* _STATED PROBLEM A_
Please answer these from the BorsaBella bag thread, one line each:
(i) Which bag does eneisch like?
(ii) What color does Arylkin wish a bag came in?
(iii) Whom does shk246 suggest emailing to request a plum fabric?

* _EXCERPT TO READ_
========
# BorsaBella bag choice help



## Arylkin (Apr 2, 2009)

So this is the Oberon case I'm going to get (the pic isn't of a kindle case, but it's the right design/color):









I'm thinking of getting this one:









I kind of like this one too:









I like this one, but I'm afraid it won't match with the green Oberon case:









What do you think? Do you think there's another design that would go with the green Oberon cover better?

I kind of want it to match with my purse at least a little, and my purse looks like this:









Thanks!!


----------



## eneisch (Mar 22, 2009)

If you are interested in a man's opinion - I like the first bag.  The green in it ties in to your Oberon cover as well as your purse.


----------



## ak rain (Nov 15, 2008)

I like the first too but the purse design will carry better so it depends how you are going to use.
sylvia


----------



## Arylkin (Apr 2, 2009)

Thanks!

The only thing I'm worried about is that the green of the Oberon cover doesn't match the colors of the first BorsaBag bag (which is my favorite).  I really wish she had a bag in a plum color (since that's my favorite color and I think it would match the green oberon case well).


----------



## shk246 (Mar 6, 2009)

You can email Melissa at Borsa Bella and request a plum fabric.  She is very accommodating.


----------



## Linda Cannon-Mott (Oct 28, 2008)

Arylkin said:


> Thanks!
========
* _MATERIAL FOR THE TASK_
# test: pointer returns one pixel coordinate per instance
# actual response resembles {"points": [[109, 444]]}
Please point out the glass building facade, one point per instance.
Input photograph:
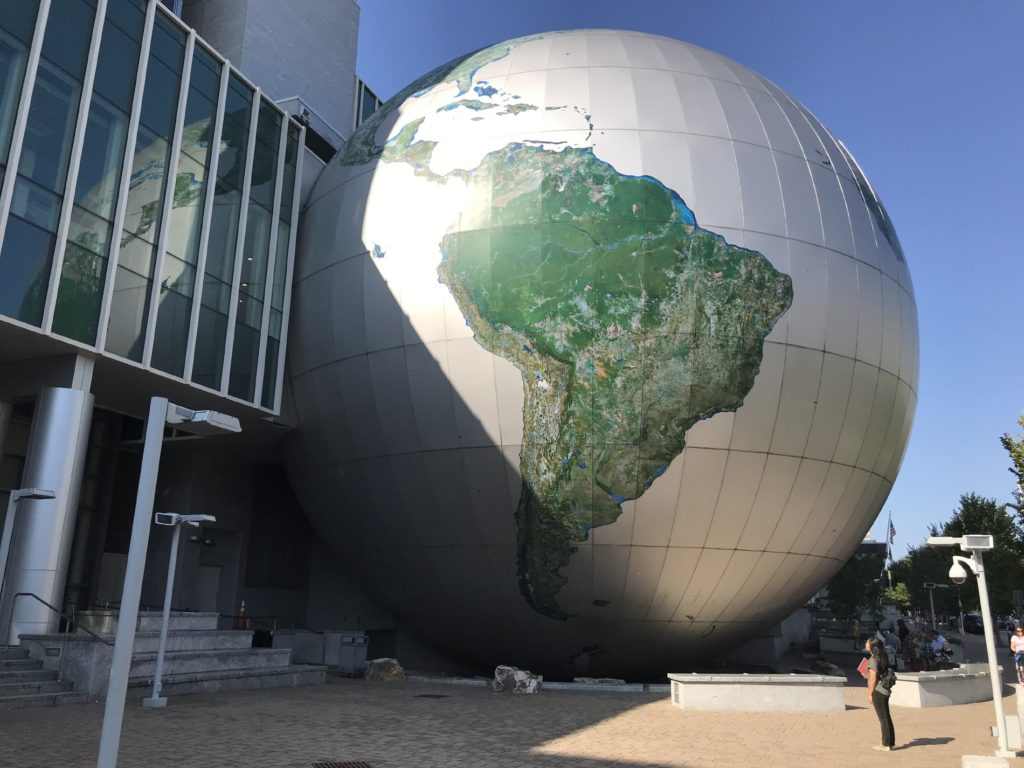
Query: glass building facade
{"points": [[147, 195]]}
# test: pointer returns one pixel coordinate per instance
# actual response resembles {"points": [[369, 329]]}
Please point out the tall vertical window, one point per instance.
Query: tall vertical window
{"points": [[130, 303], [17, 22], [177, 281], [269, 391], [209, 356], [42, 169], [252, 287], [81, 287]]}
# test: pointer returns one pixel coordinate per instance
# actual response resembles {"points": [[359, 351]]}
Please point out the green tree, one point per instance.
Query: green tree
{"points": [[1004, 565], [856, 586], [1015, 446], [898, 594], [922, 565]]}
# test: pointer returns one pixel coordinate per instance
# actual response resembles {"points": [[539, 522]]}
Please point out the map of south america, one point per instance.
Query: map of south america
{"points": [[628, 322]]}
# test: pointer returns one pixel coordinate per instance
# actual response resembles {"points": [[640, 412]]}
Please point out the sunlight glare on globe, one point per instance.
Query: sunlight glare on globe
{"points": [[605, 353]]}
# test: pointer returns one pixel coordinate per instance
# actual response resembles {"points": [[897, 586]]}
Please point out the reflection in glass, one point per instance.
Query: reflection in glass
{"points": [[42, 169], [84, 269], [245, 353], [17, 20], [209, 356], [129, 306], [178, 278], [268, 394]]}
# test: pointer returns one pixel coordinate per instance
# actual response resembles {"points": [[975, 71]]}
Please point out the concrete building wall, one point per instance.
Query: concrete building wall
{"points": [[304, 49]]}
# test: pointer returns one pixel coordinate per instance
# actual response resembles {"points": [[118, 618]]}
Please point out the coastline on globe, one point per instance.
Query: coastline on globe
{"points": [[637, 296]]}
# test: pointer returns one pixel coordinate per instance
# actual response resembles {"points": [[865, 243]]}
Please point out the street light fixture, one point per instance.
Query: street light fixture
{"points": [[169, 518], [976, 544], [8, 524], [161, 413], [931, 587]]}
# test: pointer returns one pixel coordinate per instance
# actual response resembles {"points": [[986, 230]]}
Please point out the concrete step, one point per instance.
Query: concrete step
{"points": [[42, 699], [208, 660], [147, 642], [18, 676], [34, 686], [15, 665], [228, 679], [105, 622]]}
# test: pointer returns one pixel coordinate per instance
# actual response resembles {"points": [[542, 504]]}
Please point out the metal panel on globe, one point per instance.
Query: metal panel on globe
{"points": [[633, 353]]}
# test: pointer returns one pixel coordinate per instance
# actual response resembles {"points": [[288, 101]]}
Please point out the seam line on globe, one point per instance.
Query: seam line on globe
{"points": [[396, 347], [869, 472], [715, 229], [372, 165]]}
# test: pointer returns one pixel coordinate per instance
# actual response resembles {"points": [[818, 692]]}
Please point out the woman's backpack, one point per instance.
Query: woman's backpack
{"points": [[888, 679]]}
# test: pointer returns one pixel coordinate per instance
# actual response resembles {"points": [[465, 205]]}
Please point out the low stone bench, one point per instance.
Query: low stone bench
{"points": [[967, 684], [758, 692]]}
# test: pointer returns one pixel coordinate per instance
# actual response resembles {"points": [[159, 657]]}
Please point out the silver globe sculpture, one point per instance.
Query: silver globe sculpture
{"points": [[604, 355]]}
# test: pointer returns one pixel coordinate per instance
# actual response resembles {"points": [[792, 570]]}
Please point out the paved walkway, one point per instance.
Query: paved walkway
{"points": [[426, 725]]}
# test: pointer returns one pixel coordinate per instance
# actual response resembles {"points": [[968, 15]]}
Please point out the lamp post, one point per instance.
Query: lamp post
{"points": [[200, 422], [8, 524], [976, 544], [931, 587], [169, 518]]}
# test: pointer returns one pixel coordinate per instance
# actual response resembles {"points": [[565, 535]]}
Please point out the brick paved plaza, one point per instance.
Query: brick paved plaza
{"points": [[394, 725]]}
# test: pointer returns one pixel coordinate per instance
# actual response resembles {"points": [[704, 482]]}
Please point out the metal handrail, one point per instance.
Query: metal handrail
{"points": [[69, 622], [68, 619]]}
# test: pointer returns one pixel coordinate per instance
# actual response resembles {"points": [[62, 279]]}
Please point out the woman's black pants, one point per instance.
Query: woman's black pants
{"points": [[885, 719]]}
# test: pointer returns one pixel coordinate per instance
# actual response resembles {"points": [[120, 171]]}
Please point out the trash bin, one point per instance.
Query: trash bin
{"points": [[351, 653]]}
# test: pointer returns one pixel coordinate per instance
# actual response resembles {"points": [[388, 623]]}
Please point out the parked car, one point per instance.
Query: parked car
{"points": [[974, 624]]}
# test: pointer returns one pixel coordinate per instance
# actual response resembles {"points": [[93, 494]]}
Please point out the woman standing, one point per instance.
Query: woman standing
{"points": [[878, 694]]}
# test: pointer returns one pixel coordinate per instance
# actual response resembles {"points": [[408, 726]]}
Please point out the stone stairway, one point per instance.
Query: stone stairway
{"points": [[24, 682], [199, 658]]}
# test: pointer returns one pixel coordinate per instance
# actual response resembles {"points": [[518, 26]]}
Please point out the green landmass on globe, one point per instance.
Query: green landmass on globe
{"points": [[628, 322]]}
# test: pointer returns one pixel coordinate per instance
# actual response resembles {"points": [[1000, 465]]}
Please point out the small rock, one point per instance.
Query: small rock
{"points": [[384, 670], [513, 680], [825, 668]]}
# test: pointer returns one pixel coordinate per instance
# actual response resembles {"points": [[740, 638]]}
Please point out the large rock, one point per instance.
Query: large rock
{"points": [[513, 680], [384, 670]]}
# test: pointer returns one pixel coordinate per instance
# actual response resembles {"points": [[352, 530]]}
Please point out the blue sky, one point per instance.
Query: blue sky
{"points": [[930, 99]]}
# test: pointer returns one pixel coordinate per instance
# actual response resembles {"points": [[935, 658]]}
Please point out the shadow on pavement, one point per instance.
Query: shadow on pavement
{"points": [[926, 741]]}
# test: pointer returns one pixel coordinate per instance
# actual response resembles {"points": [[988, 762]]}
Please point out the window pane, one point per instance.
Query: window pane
========
* _STATED PROBLEM B_
Find each line in the records that contains the word "vertical", and copy those lines out.

* _TASK RESULT A_
(i) The first bag.
(ii) Plum.
(iii) Melissa at Borsa Bella.

* _TASK RESULT B_
Please point out the tall vertical window, one point per instance.
Query: tall vertical window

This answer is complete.